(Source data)
----------------
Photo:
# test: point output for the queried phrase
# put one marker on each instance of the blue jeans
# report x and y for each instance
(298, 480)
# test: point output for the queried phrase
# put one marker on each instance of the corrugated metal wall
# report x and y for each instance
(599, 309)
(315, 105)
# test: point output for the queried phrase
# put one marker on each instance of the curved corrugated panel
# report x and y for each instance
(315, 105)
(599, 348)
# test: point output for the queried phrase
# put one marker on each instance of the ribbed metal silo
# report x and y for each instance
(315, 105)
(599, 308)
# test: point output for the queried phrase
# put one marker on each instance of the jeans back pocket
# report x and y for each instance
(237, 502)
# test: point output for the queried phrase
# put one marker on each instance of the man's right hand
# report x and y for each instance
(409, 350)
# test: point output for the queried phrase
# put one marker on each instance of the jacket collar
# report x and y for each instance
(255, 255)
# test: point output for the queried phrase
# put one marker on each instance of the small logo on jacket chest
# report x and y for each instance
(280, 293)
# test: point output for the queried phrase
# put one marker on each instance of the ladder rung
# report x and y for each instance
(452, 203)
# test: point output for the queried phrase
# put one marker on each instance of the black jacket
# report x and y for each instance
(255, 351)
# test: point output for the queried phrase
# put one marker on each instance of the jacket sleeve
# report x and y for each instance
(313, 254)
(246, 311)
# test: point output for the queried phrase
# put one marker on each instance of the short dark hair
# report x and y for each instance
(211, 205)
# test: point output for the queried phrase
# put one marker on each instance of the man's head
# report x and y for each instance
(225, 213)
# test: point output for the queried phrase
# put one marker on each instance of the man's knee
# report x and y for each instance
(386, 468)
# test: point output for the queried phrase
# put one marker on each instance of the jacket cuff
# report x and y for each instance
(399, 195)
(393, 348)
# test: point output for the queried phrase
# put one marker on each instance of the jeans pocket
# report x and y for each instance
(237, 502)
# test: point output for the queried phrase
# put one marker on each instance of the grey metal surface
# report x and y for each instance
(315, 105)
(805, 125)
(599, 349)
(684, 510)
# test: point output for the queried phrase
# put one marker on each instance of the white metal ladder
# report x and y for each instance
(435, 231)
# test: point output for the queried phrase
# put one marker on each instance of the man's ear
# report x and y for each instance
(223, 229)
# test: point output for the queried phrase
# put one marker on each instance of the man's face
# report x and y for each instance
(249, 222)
----------------
**About this exercise:**
Give the data again, exactly as it stands.

**Output for this exercise:**
Photo:
# test: point output for the queried phrase
# put one marker on each instance of the blue jeans
# report x and y for each instance
(298, 480)
# test: point output for the queried phrase
# put one marker on each instance of the corrugated metal wall
# report x and y for each instance
(599, 309)
(315, 105)
# test: point output for the queried phrase
# put one marker on each instance of the curved corrugated panel
# report x and y for each instance
(315, 105)
(599, 348)
# test: point output for the queried phrase
# put one marker on each instance of the ribbed metal silo
# report x and y for each instance
(315, 105)
(599, 308)
# test: point output for the queried phrase
# put one marker on each instance of the jeans back pocket
# report x and y for each instance
(237, 502)
# test: point output for the queried phrase
# put one marker on each instance of the man's right hand
# report x and y for each instance
(409, 350)
# test: point output for the queried phrase
# put one marker on each instance of the jacket collar
# report x and y for each instance
(255, 255)
# test: point output for the queried phrase
# put one marker on each instance of the small logo on jacket chest
# report x and y for each instance
(280, 293)
# test: point output for the queried phrase
# put one marker on each instance of the ladder rung
# report x and y for each instance
(452, 203)
# test: point output for the queried phrase
# put one marker on each instance of the black jacket
# report x and y for each instance
(255, 351)
# test: point output for the queried phrase
# put one marker on each instance of the jacket sleeve
# report x and y for each instance
(313, 254)
(246, 311)
# test: point output for the queried phrase
# put one marker on each instance of the short dark hair
# report x and y for each instance
(211, 205)
# test: point output for the queried phrase
# put one marker on each instance of the man's head
# report x and y for each instance
(225, 213)
# test: point output for the queried phrase
# put one marker on each instance of the man's knee
# report x and y for each instance
(386, 468)
# test: point output for the queried phrase
# put one marker on each instance of the jacket cuff
# report x and y for each instance
(399, 195)
(393, 348)
# test: point output for the queried phrase
# put one marker on each instance of the jeans pocket
# report x and y for each instance
(237, 502)
# test: point output for the queried phrase
# put one marker on each instance of the grey metal surface
# report x and y for each instance
(315, 105)
(805, 125)
(599, 349)
(684, 510)
# test: point output for the queried phrase
# put one marker on each instance of the white metal ladder
# report x and y for each instance
(435, 231)
# test: point output for the queried phrase
# put one marker on each instance of the man's ear
# report x and y for each instance
(223, 229)
# test: point output for the queried phrase
# put one marker on each instance of the man's face
# report x and y for each instance
(249, 222)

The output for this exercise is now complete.